Written tasks –
#1 From the meeting tips, list every benefit given for small groups.
#2 Using the meeting tips, answer:
(a) Whom does the quotation belong to?
(b) What is the largest number of participants suggested?
(c) When should background materials be sent?
#3 Write out the meeting tips between "- Send background" and "before it’s sent.", inclusive, swapping "key player" for "team member".
## Begin Source text
Solution Saturday: 10 Ways to Shorten Long Meetings
Great meetings create efficiency.
It’s Solution Saturday. The problem I’d like us to solve is spending too much time in long meetings. One CEO said she has to take her work home at night because her days are spent in meetings.
“… one either meets or one works. One can not do both at the same time.” Peter Drucker
10 ways to shorten long meetings:
- Ban electronic devices. Everyone will be anxious to end the meeting if they can’t read or send texts or emails.
- Send background materials the day before. Meet with a key player who can gather and summarize materials for the team. Review and approve all background information before it’s sent.
- State the purpose of the meeting when you send out the agenda. State the purpose again at the beginning of the meeting. A meeting without a purpose is a complete waste of time.
- Establish action items on the agenda, not discussion points. State what needs to be accomplished.
- Ask people for their conclusion when they begin speaking. Teach teammates to get to the point quickly by asking:
- What’s your conclusion?
- What’s your recommendation?
- What do you want?
- Minimize one-way communication. Leverage two-way, real-time communication.
- Limit the number of participants to five or six at most. Small groups:
- Increase ownership.
- Elevate responsibility.
- Shorten the time needed for the meeting.
- Expose drifters. Drifters can’t hide in small groups.
- End at the appointed time. Teach people that you stick with the agenda.
- Don’t reward tardiness by reviewing.
- Send meeting results:
- Review decisions made.
## End Source text
## Begin Records shown
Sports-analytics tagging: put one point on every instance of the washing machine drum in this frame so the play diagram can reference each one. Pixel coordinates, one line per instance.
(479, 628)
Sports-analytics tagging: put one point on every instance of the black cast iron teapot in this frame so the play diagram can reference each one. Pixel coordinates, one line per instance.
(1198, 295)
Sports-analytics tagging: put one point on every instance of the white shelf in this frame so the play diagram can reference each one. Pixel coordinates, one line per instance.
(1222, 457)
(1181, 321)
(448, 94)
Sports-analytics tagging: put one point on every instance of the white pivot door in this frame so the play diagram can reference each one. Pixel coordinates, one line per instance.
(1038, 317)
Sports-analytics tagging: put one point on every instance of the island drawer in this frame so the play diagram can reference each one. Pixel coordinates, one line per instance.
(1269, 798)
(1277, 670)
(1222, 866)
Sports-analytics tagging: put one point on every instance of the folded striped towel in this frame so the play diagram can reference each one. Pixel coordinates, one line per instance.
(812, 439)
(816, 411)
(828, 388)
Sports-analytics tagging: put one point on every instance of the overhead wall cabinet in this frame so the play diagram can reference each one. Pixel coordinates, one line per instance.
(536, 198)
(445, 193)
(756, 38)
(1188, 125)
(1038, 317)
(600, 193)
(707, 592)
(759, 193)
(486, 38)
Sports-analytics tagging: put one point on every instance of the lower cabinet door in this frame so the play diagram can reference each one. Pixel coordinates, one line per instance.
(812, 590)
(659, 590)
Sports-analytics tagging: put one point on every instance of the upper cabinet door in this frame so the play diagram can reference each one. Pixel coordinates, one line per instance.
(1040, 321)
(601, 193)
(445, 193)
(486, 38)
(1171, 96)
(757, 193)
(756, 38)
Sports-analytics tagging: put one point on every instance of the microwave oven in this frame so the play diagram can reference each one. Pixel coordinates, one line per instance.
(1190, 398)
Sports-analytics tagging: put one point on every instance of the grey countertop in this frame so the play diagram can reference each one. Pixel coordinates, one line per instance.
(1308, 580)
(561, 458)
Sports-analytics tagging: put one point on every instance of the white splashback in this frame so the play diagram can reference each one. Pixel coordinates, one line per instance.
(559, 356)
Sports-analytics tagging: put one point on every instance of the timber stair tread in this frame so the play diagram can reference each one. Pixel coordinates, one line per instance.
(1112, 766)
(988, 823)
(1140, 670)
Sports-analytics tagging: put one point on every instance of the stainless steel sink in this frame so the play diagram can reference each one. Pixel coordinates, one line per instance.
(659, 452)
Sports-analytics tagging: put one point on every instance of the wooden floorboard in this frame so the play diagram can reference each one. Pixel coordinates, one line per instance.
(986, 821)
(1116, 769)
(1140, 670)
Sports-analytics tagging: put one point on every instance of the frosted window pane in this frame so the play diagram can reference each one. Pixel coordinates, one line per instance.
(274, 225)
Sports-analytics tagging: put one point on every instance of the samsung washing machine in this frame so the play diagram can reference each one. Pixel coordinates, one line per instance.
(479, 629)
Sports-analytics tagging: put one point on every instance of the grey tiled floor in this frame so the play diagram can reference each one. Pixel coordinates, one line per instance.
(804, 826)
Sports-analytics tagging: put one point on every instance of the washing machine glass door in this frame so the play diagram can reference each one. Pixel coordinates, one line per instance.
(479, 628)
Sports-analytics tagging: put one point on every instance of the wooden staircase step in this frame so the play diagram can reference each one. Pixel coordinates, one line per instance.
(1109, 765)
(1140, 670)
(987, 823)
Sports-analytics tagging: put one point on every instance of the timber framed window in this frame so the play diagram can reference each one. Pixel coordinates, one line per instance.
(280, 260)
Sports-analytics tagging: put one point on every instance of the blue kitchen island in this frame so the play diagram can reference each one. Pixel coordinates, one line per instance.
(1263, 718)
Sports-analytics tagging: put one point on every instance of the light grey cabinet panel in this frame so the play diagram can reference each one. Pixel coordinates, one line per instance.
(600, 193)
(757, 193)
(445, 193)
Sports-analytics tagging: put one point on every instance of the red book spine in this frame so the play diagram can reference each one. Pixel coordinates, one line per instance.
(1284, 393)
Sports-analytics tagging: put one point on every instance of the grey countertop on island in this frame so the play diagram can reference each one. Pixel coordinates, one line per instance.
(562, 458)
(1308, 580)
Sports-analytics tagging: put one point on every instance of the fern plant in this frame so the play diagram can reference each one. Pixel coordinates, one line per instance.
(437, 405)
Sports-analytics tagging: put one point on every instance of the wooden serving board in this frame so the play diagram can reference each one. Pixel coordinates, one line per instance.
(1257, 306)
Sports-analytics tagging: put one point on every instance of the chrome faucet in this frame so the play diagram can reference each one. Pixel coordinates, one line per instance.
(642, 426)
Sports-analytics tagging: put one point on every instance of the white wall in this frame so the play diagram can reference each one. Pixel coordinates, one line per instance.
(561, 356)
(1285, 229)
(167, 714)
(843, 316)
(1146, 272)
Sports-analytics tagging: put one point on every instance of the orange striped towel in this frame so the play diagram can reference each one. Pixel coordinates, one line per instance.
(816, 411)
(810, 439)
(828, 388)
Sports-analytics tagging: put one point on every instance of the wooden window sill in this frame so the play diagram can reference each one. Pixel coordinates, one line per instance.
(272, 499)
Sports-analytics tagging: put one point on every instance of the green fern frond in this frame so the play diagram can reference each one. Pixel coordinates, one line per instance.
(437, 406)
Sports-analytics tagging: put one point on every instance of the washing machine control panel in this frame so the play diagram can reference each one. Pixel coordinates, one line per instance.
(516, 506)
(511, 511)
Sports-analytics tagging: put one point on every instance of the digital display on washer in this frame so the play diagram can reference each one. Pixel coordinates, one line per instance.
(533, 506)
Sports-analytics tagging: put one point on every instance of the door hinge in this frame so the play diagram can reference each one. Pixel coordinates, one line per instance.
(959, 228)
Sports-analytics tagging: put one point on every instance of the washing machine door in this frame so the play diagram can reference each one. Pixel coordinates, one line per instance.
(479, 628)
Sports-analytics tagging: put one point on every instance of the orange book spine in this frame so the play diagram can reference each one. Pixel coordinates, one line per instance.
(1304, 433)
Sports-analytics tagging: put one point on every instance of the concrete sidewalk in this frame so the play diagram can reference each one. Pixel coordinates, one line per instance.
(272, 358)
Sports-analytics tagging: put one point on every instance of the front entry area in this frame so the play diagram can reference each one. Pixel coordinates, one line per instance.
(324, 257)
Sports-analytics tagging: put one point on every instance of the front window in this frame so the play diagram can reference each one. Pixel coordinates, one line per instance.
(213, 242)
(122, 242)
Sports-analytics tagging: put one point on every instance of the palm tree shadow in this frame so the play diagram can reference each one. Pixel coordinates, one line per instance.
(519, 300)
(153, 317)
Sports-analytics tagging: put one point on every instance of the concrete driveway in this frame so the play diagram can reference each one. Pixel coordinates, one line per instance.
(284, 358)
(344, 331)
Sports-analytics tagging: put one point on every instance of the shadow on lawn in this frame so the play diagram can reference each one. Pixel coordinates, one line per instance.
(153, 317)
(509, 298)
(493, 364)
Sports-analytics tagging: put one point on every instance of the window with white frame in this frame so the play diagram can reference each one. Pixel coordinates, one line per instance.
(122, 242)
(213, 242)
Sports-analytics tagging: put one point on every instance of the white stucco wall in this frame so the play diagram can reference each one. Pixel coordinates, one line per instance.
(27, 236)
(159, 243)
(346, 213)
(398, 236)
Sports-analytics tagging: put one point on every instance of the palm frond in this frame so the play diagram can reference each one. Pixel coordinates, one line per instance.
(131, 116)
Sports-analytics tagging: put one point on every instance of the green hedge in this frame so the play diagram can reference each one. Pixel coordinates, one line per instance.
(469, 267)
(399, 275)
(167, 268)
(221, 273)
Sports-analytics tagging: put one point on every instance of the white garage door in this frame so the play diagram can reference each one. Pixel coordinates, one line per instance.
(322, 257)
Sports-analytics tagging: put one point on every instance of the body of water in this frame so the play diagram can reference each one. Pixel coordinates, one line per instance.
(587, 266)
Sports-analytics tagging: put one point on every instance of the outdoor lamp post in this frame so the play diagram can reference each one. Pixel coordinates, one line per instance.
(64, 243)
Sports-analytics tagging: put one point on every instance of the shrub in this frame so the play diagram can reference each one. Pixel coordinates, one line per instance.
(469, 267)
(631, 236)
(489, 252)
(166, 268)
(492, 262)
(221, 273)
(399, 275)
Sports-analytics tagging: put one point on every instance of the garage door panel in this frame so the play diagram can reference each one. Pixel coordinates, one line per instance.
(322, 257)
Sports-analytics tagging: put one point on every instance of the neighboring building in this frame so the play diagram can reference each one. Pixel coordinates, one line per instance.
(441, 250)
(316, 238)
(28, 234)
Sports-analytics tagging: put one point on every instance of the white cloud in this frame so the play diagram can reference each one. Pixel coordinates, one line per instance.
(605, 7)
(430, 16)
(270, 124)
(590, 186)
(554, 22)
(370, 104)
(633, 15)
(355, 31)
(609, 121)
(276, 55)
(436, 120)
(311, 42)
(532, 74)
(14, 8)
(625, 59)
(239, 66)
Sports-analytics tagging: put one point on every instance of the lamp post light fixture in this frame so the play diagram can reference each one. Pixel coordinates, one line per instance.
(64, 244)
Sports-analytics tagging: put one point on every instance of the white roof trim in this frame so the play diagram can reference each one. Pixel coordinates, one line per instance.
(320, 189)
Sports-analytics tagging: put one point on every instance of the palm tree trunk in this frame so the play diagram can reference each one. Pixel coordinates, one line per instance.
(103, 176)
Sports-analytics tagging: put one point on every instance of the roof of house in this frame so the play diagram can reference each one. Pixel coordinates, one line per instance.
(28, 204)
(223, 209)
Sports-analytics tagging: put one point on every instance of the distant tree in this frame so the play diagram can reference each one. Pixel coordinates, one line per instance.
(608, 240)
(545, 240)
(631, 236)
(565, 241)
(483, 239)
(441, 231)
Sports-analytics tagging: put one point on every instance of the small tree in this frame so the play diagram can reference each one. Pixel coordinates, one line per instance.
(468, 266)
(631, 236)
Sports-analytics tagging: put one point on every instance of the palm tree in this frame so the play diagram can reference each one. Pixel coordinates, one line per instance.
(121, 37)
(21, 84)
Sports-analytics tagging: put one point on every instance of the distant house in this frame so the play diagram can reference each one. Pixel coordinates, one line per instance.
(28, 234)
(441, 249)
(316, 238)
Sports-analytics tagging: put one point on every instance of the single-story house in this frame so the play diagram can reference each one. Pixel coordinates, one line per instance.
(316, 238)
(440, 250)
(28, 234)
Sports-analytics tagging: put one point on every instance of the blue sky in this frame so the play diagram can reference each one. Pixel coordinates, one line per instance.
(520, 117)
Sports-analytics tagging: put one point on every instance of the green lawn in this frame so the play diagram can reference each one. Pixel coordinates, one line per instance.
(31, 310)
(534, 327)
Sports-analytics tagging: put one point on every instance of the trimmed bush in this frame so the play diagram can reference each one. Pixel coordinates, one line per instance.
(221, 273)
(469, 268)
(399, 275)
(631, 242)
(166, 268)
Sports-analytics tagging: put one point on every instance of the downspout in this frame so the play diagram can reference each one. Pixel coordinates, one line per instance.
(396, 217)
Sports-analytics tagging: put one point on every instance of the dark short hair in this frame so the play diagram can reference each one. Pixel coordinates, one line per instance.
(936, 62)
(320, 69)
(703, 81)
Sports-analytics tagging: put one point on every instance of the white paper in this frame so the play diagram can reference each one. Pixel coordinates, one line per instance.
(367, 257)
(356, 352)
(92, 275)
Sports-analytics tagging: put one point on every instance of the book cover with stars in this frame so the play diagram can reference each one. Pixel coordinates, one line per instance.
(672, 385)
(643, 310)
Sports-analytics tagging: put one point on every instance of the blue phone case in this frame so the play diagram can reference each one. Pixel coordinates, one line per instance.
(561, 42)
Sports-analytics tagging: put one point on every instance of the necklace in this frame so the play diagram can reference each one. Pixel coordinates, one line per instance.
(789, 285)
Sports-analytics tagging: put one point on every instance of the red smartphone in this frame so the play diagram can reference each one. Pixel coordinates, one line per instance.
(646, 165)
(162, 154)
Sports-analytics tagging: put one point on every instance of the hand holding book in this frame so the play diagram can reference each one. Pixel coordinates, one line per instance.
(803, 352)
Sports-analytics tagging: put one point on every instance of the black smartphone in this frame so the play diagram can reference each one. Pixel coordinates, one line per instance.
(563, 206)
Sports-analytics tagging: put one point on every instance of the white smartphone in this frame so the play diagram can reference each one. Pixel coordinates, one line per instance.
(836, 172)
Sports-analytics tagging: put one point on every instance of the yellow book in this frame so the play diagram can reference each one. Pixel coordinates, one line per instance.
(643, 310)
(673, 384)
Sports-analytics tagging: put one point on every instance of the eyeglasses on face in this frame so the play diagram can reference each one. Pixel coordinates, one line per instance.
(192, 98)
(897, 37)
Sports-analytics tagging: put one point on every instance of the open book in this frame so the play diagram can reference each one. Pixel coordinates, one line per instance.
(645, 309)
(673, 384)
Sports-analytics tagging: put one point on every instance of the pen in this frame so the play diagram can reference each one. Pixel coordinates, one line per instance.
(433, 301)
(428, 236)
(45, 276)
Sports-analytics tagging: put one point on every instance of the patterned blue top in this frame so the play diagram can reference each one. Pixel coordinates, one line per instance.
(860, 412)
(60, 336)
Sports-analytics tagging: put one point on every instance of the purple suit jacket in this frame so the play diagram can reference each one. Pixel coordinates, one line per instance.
## End Records shown
Results of the tasks –
#1
Increase ownership.
Elevate responsibility.
Shorten the time needed for the meeting.
Expose drifters.

#2
(a) Peter Drucker
(b) Five or six at most
(c) The day before

#3
- Send background materials the day before. Meet with a team member who can gather and summarize materials for the team. Review and approve all background information before it’s sent.